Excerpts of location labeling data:
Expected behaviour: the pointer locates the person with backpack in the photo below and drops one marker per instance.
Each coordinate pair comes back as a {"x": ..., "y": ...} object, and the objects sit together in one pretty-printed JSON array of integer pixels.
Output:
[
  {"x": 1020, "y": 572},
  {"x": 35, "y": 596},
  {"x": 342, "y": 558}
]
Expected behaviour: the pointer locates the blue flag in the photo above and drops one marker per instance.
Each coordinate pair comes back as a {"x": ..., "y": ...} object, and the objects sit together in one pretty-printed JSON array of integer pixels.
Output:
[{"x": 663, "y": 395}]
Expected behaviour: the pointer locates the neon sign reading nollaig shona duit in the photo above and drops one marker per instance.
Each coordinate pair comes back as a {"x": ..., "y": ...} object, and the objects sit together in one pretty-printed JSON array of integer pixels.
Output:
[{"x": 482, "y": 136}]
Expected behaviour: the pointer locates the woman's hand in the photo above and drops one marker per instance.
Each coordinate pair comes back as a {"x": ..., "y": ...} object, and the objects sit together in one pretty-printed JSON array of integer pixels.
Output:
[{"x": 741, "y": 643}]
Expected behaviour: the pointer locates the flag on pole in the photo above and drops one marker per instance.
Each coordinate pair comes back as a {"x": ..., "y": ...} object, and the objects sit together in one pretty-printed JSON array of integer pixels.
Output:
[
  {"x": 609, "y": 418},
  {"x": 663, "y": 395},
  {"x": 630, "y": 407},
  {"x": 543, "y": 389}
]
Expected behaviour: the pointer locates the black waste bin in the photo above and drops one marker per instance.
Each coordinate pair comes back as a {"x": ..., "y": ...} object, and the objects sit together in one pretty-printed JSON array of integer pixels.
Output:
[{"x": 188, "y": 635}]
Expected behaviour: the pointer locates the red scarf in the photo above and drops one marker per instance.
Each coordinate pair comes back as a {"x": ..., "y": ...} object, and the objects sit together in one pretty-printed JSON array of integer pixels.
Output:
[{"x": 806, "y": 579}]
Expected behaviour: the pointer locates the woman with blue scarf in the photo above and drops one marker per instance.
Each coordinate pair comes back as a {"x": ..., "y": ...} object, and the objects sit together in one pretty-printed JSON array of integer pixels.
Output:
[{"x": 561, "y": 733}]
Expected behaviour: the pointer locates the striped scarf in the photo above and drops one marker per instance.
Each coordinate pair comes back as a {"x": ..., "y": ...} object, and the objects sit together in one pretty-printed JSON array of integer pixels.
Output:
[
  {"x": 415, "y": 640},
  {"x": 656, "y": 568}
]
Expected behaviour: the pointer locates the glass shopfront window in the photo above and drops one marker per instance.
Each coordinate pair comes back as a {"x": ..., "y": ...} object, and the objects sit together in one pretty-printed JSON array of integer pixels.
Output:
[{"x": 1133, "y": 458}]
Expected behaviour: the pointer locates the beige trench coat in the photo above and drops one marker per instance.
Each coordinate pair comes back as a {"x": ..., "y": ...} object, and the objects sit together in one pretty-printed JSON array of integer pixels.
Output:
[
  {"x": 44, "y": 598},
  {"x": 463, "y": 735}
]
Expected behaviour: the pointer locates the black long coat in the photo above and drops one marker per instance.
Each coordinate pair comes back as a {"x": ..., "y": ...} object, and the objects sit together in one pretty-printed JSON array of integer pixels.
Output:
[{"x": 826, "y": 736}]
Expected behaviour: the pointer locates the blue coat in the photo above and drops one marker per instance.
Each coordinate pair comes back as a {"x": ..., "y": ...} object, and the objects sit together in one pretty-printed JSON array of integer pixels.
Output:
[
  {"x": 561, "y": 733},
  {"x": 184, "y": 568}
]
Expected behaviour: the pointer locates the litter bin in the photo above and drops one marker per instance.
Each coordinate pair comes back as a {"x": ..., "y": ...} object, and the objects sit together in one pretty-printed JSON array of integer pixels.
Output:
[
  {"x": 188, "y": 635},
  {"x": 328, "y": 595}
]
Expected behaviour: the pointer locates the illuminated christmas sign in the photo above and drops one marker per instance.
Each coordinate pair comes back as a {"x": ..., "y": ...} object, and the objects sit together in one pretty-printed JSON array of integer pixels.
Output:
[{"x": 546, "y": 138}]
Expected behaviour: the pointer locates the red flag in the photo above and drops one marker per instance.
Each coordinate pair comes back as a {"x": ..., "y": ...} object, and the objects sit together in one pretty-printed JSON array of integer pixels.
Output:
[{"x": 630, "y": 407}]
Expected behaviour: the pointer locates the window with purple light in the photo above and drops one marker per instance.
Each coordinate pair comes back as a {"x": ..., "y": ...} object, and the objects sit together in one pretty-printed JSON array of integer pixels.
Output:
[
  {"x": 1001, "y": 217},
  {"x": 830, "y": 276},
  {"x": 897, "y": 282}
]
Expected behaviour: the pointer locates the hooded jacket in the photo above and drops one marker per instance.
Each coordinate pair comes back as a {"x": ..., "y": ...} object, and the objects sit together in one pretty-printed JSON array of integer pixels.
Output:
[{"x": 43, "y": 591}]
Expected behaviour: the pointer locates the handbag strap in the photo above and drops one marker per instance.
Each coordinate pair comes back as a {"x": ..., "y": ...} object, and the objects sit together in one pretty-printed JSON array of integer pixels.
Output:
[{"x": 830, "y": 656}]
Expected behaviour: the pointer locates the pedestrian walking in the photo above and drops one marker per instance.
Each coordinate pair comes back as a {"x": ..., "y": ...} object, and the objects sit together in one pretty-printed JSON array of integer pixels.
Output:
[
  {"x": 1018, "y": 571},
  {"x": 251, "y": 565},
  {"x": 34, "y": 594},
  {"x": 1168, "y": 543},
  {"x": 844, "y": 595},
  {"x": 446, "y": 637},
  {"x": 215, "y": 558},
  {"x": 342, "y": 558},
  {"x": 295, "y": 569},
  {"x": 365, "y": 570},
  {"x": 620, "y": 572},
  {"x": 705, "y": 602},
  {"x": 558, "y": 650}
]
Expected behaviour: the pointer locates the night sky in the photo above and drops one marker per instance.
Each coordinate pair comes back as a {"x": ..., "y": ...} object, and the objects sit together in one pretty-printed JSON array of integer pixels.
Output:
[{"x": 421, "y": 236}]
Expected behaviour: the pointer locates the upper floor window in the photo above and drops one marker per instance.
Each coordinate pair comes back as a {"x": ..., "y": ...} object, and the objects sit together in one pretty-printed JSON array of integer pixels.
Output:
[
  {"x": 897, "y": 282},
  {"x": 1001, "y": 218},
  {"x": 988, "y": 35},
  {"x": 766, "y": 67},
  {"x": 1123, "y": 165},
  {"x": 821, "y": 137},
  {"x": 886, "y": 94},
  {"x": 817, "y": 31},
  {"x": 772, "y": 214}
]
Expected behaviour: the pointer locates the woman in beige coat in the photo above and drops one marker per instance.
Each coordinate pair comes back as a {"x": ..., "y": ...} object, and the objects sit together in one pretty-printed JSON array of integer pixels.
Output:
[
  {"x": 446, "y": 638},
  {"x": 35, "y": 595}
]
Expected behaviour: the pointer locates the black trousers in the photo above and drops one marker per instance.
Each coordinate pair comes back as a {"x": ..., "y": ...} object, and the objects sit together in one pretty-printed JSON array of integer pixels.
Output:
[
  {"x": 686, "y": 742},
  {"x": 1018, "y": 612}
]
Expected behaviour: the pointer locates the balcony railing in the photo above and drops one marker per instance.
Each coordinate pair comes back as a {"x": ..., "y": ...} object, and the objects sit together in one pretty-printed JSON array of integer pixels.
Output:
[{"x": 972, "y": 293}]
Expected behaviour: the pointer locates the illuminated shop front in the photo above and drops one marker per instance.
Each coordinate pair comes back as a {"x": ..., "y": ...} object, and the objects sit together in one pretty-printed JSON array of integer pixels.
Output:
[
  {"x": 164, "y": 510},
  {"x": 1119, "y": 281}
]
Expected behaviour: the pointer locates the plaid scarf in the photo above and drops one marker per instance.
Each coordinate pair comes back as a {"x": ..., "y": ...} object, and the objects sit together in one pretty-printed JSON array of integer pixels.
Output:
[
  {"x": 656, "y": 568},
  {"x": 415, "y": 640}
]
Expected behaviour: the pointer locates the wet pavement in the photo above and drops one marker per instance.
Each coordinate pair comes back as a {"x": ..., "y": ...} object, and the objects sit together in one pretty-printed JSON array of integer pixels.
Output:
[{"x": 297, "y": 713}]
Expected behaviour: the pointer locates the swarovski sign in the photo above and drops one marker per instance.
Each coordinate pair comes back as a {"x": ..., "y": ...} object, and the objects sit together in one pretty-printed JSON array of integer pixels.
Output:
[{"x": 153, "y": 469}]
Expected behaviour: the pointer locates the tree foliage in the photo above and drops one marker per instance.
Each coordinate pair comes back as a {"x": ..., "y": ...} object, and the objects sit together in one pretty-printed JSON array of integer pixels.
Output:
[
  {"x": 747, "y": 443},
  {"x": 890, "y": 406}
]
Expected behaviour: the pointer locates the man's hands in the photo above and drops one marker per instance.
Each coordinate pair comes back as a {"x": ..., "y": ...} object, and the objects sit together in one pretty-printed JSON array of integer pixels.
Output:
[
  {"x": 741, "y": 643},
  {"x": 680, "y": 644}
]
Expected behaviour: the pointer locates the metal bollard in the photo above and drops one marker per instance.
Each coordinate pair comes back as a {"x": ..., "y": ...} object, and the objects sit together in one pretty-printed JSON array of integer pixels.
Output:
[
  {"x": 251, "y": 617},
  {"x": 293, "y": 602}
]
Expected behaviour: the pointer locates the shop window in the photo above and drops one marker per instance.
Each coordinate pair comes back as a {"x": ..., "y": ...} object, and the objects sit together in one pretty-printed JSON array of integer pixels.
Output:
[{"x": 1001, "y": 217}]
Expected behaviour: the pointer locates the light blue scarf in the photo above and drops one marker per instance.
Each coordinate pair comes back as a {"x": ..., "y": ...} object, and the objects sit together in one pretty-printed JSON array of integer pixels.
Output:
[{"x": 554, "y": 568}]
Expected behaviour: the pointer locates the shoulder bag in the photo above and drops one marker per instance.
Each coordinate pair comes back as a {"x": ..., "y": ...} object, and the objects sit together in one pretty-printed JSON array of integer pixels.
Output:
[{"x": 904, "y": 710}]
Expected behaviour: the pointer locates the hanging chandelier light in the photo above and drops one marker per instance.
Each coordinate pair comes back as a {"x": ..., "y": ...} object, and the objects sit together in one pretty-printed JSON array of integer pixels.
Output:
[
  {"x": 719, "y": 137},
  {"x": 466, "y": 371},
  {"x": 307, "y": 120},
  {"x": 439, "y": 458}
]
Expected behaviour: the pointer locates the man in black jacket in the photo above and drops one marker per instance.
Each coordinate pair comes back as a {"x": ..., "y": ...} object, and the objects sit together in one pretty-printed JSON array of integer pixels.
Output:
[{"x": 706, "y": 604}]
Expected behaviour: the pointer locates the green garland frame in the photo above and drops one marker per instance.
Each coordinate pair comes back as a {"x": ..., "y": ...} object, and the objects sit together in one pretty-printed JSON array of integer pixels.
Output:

§ **EXERCISE DESCRIPTION**
Output only the lines running from the line with "Expected behaviour: the pointer locates the light" through the final line of the data, inclusive.

§ **RESPONSE BELOW**
Expected behaviour: the pointer locates the light blue scarf in the photo above and drops one marker per instance.
Each coordinate pair comes back as a {"x": ..., "y": ...} object, and the objects sit together in one pretty-printed JSON array of integer pixels.
Output:
[{"x": 554, "y": 568}]
Expected behaviour: the pointer locates the shoulder bag in the photo above and drops one marker per instance.
Each coordinate pair comes back as a {"x": ..., "y": ...} object, and the objects sit together in one pretty-printed JSON array of integer pixels.
Output:
[{"x": 904, "y": 710}]
Expected behaviour: the pointer locates the hanging chandelier light in the photo above and drops one marker per instance.
Each coordinate pair comes back as a {"x": ..., "y": ...} object, and the objects sit together in one pretty-printed JSON array of integer pixels.
Output:
[
  {"x": 719, "y": 137},
  {"x": 466, "y": 371},
  {"x": 307, "y": 120},
  {"x": 439, "y": 458}
]
Expected behaviour: the pointer locates the man in black jacket in the photo above and drops one marker per instance.
Each coordinate pair comes back as a {"x": ..., "y": ...} object, and the objects sit together in one pretty-printed JSON array of integer pixels.
Output:
[{"x": 706, "y": 604}]
Expected behaviour: the pointer locates the green garland frame in the photo above and drops one marker per instance.
Each coordinate pair comes back as a {"x": ..., "y": ...} object, and the objects sit together in one pretty-printed JSON array of integer pixels.
Output:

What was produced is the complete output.